What is being asked
Among the lines below, which ones contain the word "Query"? Copy every such line.

Exercise material
——————————
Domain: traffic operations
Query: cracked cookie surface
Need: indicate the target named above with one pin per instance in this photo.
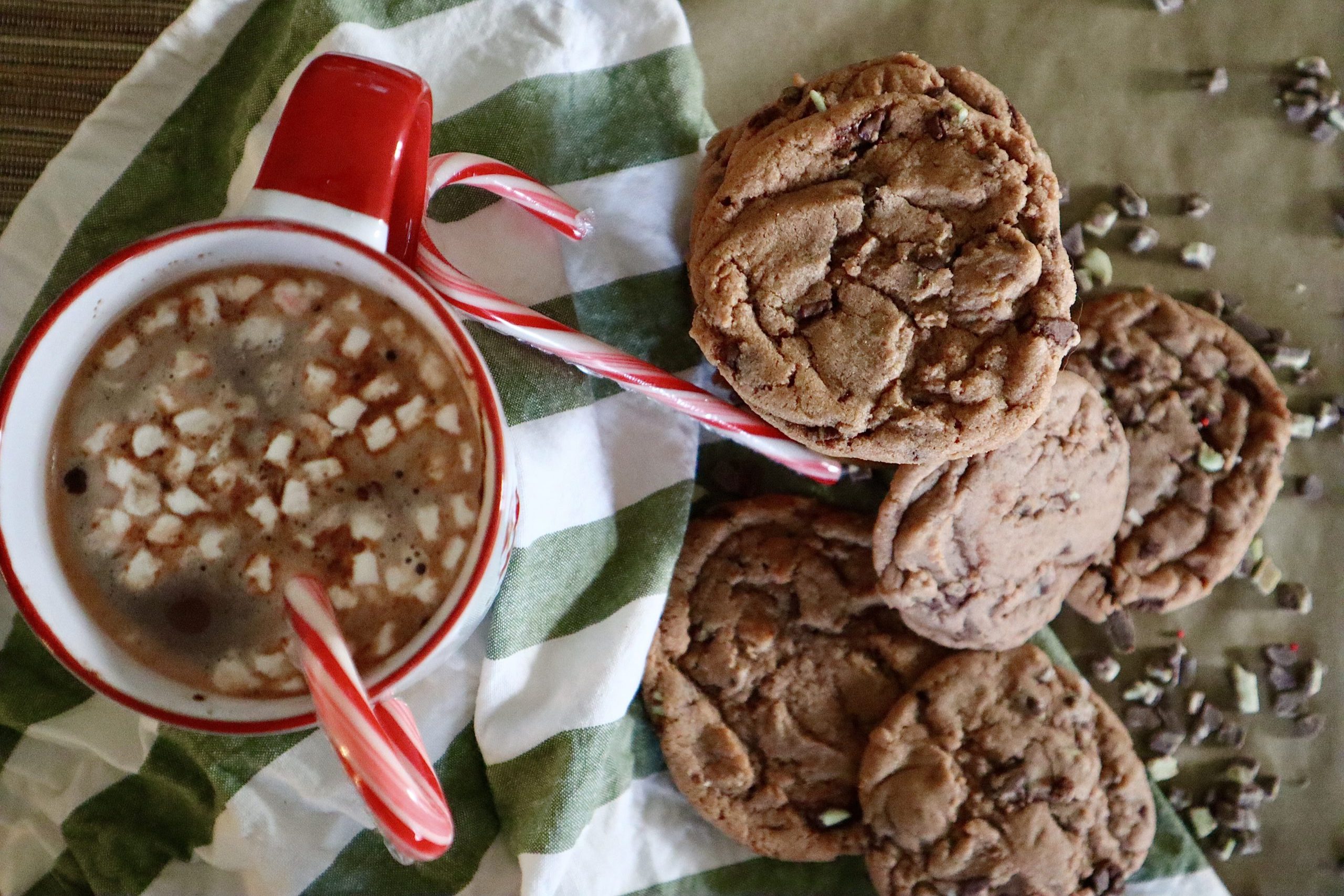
——————————
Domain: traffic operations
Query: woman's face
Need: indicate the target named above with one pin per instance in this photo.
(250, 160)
——————————
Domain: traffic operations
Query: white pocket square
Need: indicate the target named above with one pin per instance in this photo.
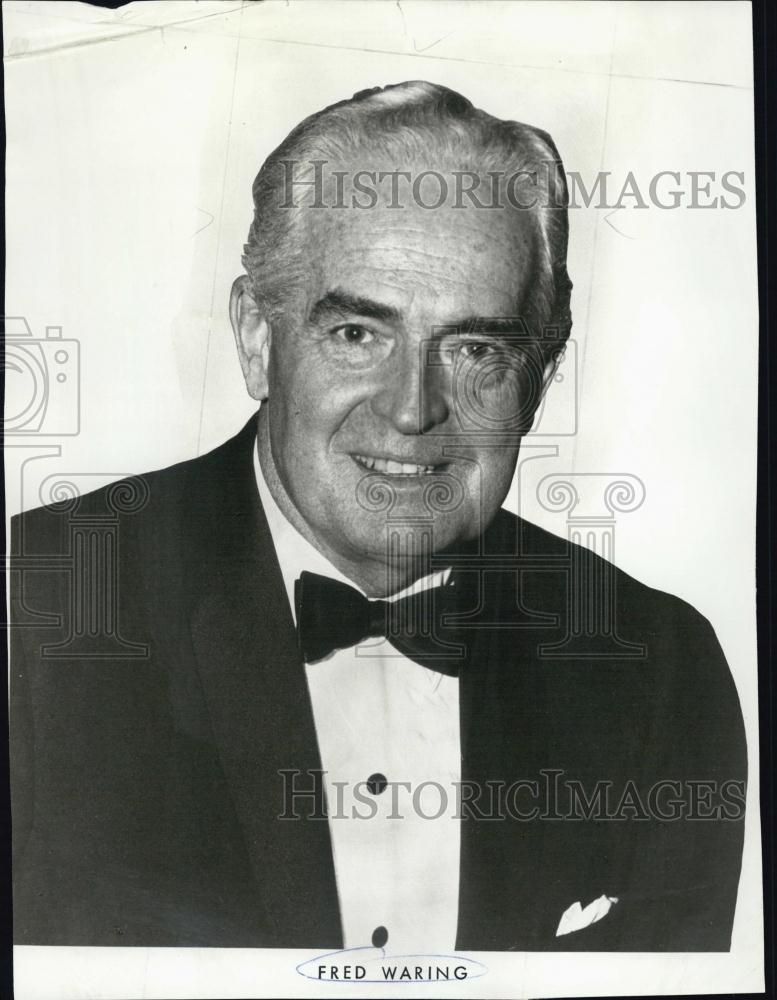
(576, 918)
——————————
Task response
Query: cracked cookie surface
Query: woman's face
Query: white pocket square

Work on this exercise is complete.